» **Fragmento para leer**
Por lo demás, el bien jurídico tutelado permite zanjar adecuadamente la discusión en torno a si las influencias traficadas deben ser reales o si también se abarca a las influencias fingidas. En este sentido, una interpretación teleológica permite concluir que este delito exige que el autor tenga efectivamente la capacidad de influir en la decisión del funcionario[14].

En efecto, el tráfico ha de referirse exclusivamente a influencias reales, puesto que si aquéllas fuesen falsas (supuesto conocido como “venta de humo”) mal podrían afectar al normal funcionamiento de la Administración Pública. Es decir, la venta de influencias fingidas debe perseguirse en todo caso como una conducta estafatoria (conforme el art. 172 del C.P., que alude a la “influencia mentida”), pero no como tráfico de influencias. En este caso, el bien afectado sería el patrimonio de la persona engañada, porque si bien es cierto que tales comportamientos pueden dañar el prestigio y buen nombre de la Administración, no es legítimo brindar protección penal a estos aspectos[15].

Por otra parte, considerando que el objeto jurídico del ejercicio y tráfico de influencias está cifrado en los principios de objetividad e imparcialidad, es preciso hacer algunas puntualizaciones.

» **Objetivo A**
Cada oración del fragmento sobre el tráfico de influencias empieza con una expresión seguida de coma. Enumera todas esas expresiones en el orden en que aparecen.
El fragmento y las entradas no tienen nada que ver entre sí.

» **Datos proporcionados**
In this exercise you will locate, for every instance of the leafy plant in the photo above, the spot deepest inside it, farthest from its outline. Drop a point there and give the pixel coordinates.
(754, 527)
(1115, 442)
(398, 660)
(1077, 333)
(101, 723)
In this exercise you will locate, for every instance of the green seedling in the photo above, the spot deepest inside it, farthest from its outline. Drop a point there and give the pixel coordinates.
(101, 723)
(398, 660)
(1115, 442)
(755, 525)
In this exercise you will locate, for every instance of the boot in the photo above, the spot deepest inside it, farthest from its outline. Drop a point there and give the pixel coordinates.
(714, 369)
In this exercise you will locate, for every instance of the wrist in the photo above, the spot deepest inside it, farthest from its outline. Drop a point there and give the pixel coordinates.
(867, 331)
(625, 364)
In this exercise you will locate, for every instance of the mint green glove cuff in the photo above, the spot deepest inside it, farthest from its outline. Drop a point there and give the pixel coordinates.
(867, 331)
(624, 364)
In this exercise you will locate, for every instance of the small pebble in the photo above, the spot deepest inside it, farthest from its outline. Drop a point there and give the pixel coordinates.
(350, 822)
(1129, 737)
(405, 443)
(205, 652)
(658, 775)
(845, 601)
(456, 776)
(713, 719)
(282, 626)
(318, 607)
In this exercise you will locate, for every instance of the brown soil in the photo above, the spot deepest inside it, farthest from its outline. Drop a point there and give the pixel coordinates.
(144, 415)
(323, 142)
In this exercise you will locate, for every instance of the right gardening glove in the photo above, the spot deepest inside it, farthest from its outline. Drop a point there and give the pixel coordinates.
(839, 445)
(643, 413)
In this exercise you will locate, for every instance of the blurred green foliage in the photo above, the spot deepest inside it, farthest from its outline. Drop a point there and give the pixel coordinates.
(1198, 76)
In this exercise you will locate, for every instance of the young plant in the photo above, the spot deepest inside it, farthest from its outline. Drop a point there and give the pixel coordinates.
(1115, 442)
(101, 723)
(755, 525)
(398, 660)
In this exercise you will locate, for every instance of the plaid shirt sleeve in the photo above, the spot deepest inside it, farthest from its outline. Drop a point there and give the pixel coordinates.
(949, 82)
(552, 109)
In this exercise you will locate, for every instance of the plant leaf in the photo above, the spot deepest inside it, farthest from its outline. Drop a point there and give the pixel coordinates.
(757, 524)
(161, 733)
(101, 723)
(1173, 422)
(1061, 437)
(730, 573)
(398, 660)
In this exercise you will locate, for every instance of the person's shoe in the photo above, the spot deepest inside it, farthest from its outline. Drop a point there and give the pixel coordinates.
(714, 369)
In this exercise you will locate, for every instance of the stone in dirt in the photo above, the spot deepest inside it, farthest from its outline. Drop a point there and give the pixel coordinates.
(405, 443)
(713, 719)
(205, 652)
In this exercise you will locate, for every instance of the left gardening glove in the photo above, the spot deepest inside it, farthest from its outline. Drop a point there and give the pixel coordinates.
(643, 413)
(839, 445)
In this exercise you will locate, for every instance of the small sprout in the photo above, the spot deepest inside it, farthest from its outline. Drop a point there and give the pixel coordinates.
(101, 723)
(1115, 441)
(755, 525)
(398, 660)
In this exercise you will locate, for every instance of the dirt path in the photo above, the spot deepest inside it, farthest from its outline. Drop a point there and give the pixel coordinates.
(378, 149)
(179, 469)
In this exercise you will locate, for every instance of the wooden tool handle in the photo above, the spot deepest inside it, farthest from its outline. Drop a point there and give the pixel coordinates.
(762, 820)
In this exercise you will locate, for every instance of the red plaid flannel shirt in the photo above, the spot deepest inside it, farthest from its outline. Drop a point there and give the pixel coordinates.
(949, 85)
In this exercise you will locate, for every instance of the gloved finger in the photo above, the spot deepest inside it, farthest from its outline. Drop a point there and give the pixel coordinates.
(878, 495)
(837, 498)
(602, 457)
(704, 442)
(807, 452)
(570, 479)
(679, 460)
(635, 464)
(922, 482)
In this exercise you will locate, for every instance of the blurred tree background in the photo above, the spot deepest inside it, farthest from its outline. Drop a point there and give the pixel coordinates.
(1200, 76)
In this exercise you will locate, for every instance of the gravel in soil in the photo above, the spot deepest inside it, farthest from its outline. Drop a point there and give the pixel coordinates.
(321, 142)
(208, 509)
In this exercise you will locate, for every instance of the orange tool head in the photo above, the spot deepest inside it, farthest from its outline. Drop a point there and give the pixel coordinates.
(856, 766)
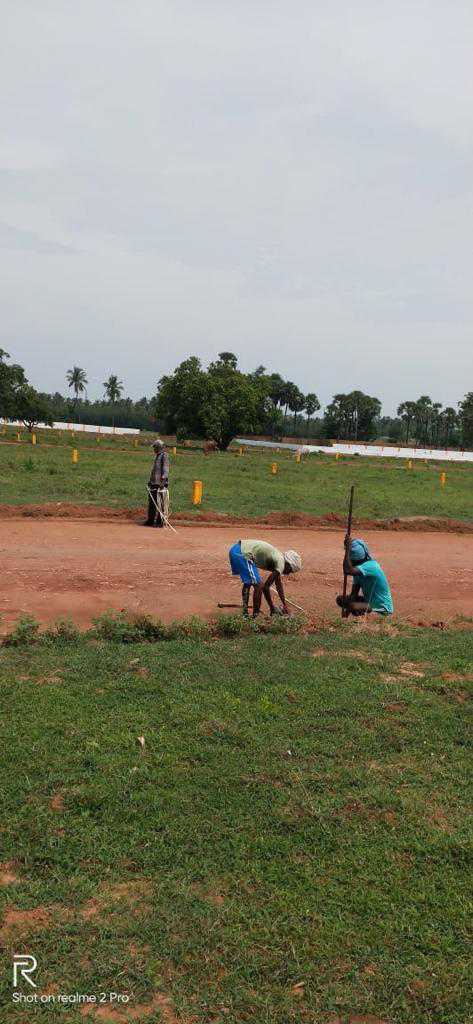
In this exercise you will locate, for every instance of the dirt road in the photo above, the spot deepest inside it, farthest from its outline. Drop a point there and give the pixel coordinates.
(54, 567)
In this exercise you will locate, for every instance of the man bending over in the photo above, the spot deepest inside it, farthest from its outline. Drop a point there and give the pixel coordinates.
(247, 557)
(371, 589)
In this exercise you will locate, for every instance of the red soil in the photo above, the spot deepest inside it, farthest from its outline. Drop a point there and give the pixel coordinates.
(52, 568)
(299, 520)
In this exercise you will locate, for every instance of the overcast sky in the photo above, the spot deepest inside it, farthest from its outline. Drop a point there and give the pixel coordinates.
(289, 180)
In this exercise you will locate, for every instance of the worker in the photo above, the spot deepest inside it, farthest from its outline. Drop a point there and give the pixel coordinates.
(247, 558)
(371, 590)
(158, 494)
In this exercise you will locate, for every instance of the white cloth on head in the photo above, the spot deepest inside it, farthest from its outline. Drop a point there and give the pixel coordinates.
(294, 560)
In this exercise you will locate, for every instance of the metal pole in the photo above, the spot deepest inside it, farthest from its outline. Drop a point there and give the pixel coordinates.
(348, 534)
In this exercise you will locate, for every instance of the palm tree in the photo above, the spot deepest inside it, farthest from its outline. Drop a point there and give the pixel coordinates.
(406, 411)
(311, 406)
(296, 404)
(114, 389)
(77, 379)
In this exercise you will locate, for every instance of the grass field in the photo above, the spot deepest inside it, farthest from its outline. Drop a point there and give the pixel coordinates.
(231, 484)
(291, 845)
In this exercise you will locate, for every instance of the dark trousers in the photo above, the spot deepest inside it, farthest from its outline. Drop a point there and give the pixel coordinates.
(153, 514)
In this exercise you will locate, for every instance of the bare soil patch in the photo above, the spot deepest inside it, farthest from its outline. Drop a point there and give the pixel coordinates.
(80, 569)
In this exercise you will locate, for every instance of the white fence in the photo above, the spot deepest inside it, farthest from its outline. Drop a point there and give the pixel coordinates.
(79, 427)
(373, 451)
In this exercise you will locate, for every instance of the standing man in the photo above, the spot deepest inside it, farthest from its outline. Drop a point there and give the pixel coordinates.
(247, 557)
(158, 504)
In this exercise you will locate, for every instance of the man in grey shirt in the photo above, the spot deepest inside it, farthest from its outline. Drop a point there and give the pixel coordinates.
(158, 505)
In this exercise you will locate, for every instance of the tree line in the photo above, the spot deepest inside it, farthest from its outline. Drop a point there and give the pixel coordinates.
(220, 401)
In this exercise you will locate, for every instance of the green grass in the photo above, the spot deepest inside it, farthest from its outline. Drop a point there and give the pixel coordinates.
(234, 485)
(292, 820)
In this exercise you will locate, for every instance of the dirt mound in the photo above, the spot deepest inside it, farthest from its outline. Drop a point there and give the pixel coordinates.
(295, 520)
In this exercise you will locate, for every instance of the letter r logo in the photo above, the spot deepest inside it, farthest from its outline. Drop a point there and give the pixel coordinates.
(27, 965)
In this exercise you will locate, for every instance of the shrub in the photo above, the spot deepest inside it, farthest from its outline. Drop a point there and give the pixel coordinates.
(234, 626)
(24, 633)
(63, 630)
(190, 629)
(285, 625)
(117, 626)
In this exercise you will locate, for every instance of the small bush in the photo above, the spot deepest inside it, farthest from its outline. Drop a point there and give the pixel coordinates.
(63, 630)
(285, 625)
(234, 626)
(117, 626)
(24, 634)
(189, 629)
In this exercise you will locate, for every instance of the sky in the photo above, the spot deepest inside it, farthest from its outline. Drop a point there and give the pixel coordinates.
(290, 181)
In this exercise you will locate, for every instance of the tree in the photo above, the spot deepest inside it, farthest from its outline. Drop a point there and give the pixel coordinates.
(216, 403)
(406, 411)
(311, 406)
(229, 359)
(449, 421)
(289, 395)
(114, 389)
(296, 403)
(231, 402)
(423, 415)
(435, 423)
(352, 416)
(178, 402)
(466, 419)
(77, 379)
(33, 408)
(11, 380)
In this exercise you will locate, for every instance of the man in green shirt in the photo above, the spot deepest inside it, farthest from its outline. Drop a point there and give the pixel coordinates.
(247, 557)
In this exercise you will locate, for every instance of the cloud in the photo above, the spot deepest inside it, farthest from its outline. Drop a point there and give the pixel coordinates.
(293, 182)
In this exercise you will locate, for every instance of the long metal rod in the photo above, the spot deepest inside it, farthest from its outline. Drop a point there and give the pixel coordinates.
(160, 512)
(348, 534)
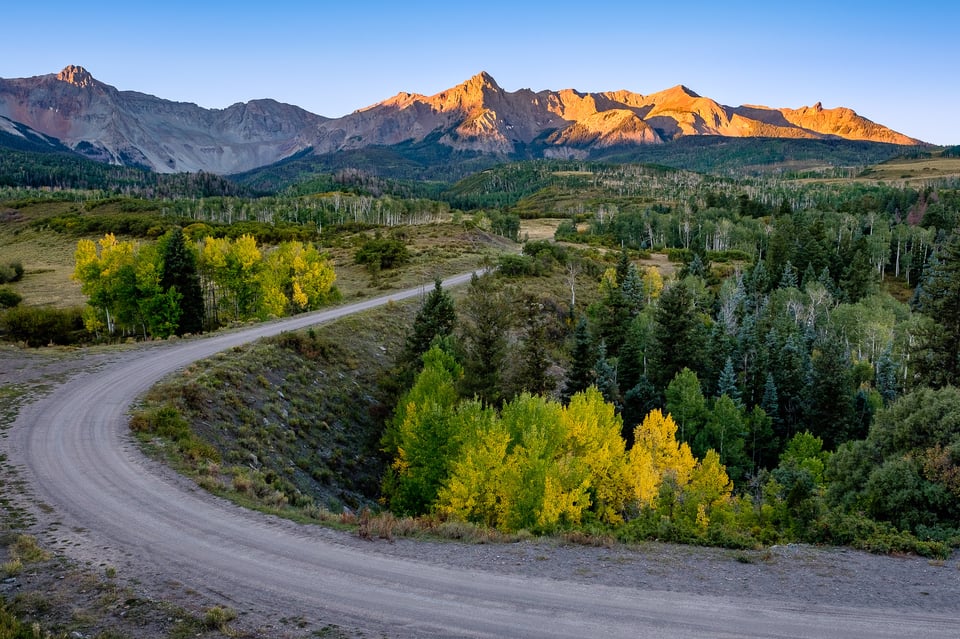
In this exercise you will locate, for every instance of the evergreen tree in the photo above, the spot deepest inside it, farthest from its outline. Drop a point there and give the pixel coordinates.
(685, 402)
(858, 278)
(179, 272)
(938, 361)
(885, 377)
(637, 403)
(829, 409)
(770, 403)
(436, 318)
(678, 336)
(789, 277)
(533, 372)
(582, 359)
(606, 377)
(487, 318)
(727, 385)
(630, 360)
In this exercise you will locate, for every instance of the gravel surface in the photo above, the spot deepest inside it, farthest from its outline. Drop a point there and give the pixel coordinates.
(268, 568)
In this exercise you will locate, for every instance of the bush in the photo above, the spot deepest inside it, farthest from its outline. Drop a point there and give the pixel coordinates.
(511, 265)
(9, 298)
(11, 272)
(382, 252)
(41, 326)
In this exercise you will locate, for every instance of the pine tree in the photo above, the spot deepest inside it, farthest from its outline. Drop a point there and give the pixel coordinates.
(179, 272)
(486, 319)
(436, 318)
(606, 377)
(789, 277)
(582, 359)
(678, 336)
(938, 361)
(770, 403)
(727, 385)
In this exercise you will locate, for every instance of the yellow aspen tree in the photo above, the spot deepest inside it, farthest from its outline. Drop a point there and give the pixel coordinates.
(709, 484)
(313, 278)
(244, 262)
(475, 490)
(548, 484)
(655, 455)
(593, 435)
(652, 283)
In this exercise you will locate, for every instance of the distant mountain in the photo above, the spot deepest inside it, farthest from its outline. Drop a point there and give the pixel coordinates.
(135, 129)
(16, 135)
(476, 117)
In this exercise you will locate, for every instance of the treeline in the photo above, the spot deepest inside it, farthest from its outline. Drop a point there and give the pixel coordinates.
(69, 171)
(176, 286)
(833, 415)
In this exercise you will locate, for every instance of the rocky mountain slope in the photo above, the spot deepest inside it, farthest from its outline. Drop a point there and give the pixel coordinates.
(127, 127)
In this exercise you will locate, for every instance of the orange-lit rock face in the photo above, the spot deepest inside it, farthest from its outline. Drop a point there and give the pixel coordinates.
(77, 76)
(476, 115)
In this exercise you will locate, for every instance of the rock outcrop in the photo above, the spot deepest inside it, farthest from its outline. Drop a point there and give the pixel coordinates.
(133, 128)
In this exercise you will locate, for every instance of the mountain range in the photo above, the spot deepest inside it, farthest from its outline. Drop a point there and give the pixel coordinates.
(74, 109)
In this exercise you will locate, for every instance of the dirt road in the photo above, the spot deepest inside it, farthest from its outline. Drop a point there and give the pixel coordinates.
(113, 506)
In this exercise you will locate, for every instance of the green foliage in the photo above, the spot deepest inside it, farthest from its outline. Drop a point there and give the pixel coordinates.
(39, 326)
(423, 438)
(938, 297)
(11, 272)
(179, 272)
(9, 298)
(166, 422)
(487, 314)
(382, 253)
(899, 473)
(678, 335)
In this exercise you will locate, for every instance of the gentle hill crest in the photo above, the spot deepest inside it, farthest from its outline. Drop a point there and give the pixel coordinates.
(476, 116)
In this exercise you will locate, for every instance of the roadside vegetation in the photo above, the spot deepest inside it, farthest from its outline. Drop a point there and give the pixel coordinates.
(684, 357)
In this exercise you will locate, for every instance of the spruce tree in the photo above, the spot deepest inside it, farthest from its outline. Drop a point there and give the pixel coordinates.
(678, 336)
(938, 361)
(727, 385)
(436, 318)
(486, 320)
(582, 359)
(179, 272)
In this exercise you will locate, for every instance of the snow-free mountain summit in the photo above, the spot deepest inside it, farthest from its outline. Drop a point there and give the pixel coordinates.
(127, 127)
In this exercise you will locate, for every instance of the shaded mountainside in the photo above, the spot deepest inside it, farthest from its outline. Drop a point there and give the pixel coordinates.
(475, 118)
(135, 129)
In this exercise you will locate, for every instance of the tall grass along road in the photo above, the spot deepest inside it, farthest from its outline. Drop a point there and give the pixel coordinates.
(74, 451)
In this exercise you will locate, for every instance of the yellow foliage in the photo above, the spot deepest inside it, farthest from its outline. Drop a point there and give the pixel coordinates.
(652, 283)
(593, 432)
(245, 251)
(655, 455)
(709, 483)
(608, 280)
(214, 252)
(274, 301)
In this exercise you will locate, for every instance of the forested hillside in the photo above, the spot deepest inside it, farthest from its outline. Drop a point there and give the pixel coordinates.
(726, 360)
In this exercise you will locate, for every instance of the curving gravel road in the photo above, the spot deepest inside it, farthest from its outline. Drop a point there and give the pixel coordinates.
(74, 451)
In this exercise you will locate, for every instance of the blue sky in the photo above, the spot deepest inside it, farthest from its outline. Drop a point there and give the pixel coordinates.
(898, 66)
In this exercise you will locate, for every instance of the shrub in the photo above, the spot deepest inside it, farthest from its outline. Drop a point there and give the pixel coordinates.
(41, 326)
(382, 252)
(9, 298)
(218, 617)
(11, 272)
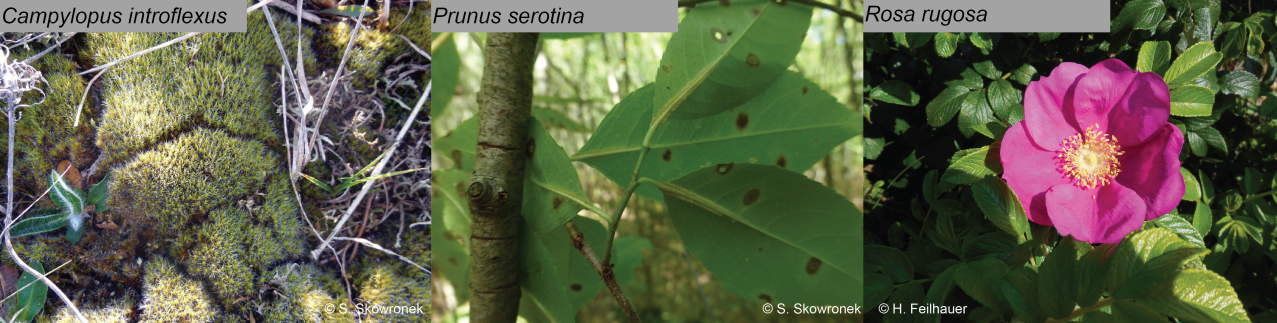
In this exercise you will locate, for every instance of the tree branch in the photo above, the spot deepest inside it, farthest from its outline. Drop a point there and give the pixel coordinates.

» **Objetivo B**
Reúne cada línea de las entradas que contenga la palabra "trousers". Las mayúsculas y minúsculas cuentan.

» **Respuesta escrita A**
Por lo demás
En este sentido
En efecto
Es decir
En este caso
Por otra parte

» **Respuesta escrita B**
In this exercise you will locate, for every instance of the dark trousers in the photo above, the spot deepest inside it, farthest from its outline. Drop a point there and give the pixel coordinates.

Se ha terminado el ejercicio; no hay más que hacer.